#### EXCERPT
◆ ◆ ◆ ◆
Heat prostration, more commonly known as heat stroke, is a potentially fatal disease for any breed of dog, even those that are used to hot climates. Heat stroke in dogs is very similar to the condition seen in humans and occurs when the dog's internal cooling system is not able to sufficiently regulate the body temperature, leading to heart failure and death.
The breeds that are at the greatest risk for heat stroke are very active large or giant breeds and breeds that have the pug-type nose known as brachycephalic dogs. In the pug-nosed breeds the air passages that cool the air in the nose are too short to allow for proper temperature changes, resulting in breathing problems and extra stress on the body in extreme heat conditions. In the larger, active breeds the dogs simply don't realize that they are overheating until it is too late and they have begun to have problems in functioning.
One of the worst possible causes of heat stroke is dog's left in cars in the heat. Any dog left in a car in the sun with outside temperatures over 90 degrees Fahrenheit can die from heatstroke in less than 20 minutes. If the dog is already ill, overly warm or stressed by being left alone in the vehicle or just coming in from exercising they can start to have difficulties in a much shorter time. Dogs that are exercising outdoors in the sun may take longer to develop the initial signs of heat stroke or they may be more gradual in developing, but will still be just as serious if not treated immediately.
◆ ◆ ◆ ◆
#### YOUR OBJECTIVE
Return the passage above on heat stroke in dogs word for word, in full.

#### DATASET EXCERPT
◆ ◆ ◆ ◆
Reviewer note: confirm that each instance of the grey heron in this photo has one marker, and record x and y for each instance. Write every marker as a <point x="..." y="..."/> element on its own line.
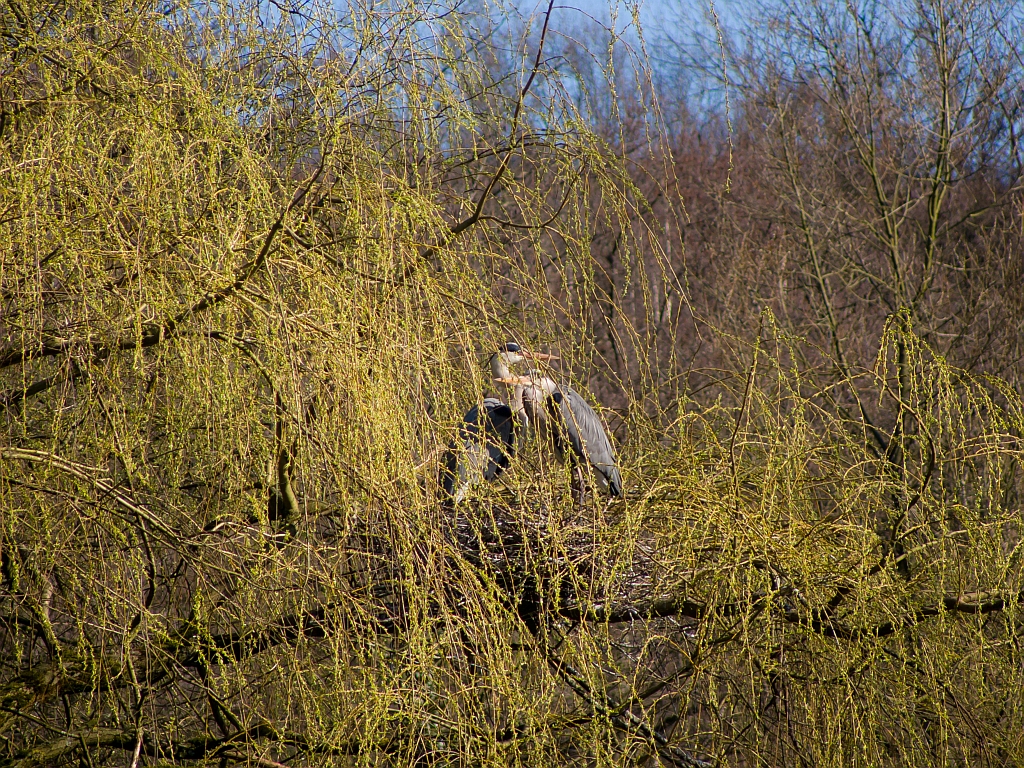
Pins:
<point x="491" y="432"/>
<point x="560" y="414"/>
◆ ◆ ◆ ◆
#### ANSWER FOR THIS EXERCISE
Heat prostration, more commonly known as heat stroke, is a potentially fatal disease for any breed of dog, even those that are used to hot climates. Heat stroke in dogs is very similar to the condition seen in humans and occurs when the dog's internal cooling system is not able to sufficiently regulate the body temperature, leading to heart failure and death.
The breeds that are at the greatest risk for heat stroke are very active large or giant breeds and breeds that have the pug-type nose known as brachycephalic dogs. In the pug-nosed breeds the air passages that cool the air in the nose are too short to allow for proper temperature changes, resulting in breathing problems and extra stress on the body in extreme heat conditions. In the larger, active breeds the dogs simply don't realize that they are overheating until it is too late and they have begun to have problems in functioning.
One of the worst possible causes of heat stroke is dog's left in cars in the heat. Any dog left in a car in the sun with outside temperatures over 90 degrees Fahrenheit can die from heatstroke in less than 20 minutes. If the dog is already ill, overly warm or stressed by being left alone in the vehicle or just coming in from exercising they can start to have difficulties in a much shorter time. Dogs that are exercising outdoors in the sun may take longer to develop the initial signs of heat stroke or they may be more gradual in developing, but will still be just as serious if not treated immediately.